Directives:
1 > Set down, word for word, the passage of the blog post that opens with the words containing "Wednesday, January 30, 2019" and closes with "life it was.".
2 > Locate each line of the records containing the string "dark" and copy those lines out.

Wednesday, January 30, 2019

More obnoxiousness from the brocialists

I've mentioned on this blog before I have issues with Barbara Ehrenreich so I wasn't surprised by her recent idiotic tweet:


Absolutely standard brocialist talking point - any woman Democrat who isn't Alexandria Ocasio-Cortez is garbage. 

When Ehrenreich released "Nickeled and Dimed" I thought it was a great idea for a book - Ehrenreich went undercover as an unskilled laborer to see what a shitty life it was.

But she could have just asked me, the ex-wife of her buddy Zvi in Key West, how shitty it was. 

I struggled as a single mother all those years raising my daughter with almost no support from my ex-husband. Once in awhile I would get a big payment from him if he had sold a lot of marijuana, but overall he got away with paying a very small amount of child support. So I did the usual thing poor people do - got welfare, got food stamps, got free government cheese, and then through being in the right place at the right time was able to use the personal computer revolution to work my way up to a decent living one less-shitty-job at a time. Without a college degree.

Supplied data:
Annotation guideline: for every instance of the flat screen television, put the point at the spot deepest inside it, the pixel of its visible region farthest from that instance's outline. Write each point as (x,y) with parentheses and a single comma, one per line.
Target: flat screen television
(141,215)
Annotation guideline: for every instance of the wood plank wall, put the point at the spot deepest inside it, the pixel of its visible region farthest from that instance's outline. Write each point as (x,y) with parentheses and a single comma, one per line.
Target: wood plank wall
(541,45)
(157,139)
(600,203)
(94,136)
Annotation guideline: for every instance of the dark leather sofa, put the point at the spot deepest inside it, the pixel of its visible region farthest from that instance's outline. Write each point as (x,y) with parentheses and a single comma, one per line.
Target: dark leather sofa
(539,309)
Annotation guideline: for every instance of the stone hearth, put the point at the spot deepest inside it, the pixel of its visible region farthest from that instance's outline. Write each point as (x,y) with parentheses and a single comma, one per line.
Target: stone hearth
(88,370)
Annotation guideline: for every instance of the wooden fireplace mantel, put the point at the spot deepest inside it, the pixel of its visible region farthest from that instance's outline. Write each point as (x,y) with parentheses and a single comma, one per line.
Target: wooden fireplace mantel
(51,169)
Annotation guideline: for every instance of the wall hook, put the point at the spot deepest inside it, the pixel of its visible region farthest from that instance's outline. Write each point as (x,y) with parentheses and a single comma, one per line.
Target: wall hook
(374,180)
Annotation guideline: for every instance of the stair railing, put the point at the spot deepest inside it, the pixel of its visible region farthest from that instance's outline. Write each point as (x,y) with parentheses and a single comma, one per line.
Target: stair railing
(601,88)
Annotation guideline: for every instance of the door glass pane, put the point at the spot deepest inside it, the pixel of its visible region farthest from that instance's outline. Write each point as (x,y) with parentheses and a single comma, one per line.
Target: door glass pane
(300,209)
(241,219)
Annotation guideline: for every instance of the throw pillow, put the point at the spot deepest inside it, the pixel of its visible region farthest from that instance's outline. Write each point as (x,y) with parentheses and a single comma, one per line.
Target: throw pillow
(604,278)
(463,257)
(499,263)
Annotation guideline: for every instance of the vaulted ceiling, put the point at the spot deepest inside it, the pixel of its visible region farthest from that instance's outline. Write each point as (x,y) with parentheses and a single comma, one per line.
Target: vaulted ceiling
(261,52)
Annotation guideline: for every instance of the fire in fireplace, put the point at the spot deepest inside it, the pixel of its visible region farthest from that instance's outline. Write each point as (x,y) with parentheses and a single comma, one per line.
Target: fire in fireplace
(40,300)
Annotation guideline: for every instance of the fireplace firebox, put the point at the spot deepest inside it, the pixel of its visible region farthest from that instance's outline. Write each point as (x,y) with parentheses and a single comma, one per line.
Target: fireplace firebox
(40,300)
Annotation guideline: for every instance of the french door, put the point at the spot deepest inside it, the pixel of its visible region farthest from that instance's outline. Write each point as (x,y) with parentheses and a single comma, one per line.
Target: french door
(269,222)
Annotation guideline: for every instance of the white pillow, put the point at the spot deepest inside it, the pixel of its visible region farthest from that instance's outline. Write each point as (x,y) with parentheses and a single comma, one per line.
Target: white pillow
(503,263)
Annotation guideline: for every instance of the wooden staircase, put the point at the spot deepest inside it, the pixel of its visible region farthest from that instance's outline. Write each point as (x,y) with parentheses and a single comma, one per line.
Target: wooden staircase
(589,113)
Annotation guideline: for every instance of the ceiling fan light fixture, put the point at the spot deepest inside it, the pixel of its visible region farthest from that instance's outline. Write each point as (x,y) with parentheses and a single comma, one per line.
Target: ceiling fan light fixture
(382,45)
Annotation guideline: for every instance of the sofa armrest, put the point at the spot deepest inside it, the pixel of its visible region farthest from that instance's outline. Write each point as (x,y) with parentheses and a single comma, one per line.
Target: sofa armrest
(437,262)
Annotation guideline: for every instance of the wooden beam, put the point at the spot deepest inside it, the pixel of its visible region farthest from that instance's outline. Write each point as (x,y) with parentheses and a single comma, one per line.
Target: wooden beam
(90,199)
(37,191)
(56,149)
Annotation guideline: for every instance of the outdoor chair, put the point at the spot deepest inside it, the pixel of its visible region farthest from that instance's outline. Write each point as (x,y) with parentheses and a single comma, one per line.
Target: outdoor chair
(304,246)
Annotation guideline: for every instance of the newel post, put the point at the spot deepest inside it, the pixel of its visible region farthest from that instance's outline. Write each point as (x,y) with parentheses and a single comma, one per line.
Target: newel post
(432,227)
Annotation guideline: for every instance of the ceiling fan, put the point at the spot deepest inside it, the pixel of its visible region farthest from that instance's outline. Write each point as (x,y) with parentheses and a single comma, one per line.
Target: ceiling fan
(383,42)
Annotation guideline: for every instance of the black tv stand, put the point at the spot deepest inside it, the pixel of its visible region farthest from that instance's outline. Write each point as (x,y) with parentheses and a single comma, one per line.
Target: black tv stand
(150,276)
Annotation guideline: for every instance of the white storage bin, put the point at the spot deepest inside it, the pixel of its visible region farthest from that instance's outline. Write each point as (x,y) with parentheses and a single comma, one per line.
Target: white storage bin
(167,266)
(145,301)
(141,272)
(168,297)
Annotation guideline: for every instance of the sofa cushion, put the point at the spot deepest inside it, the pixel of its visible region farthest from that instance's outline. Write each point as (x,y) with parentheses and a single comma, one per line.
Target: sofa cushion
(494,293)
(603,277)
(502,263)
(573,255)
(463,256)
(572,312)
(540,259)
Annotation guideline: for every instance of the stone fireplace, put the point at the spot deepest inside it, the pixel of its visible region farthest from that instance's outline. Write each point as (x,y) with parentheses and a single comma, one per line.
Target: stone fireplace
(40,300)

Results for the exercise:
1 >
Wednesday, January 30, 2019

More obnoxiousness from the brocialists

I've mentioned on this blog before I have issues with Barbara Ehrenreich so I wasn't surprised by her recent idiotic tweet:


Absolutely standard brocialist talking point - any woman Democrat who isn't Alexandria Ocasio-Cortez is garbage. 

When Ehrenreich released "Nickeled and Dimed" I thought it was a great idea for a book - Ehrenreich went undercover as an unskilled laborer to see what a shitty life it was.

2 >
Annotation guideline: for every instance of the dark leather sofa, put the point at the spot deepest inside it, the pixel of its visible region farthest from that instance's outline. Write each point as (x,y) with parentheses and a single comma, one per line.
Target: dark leather sofa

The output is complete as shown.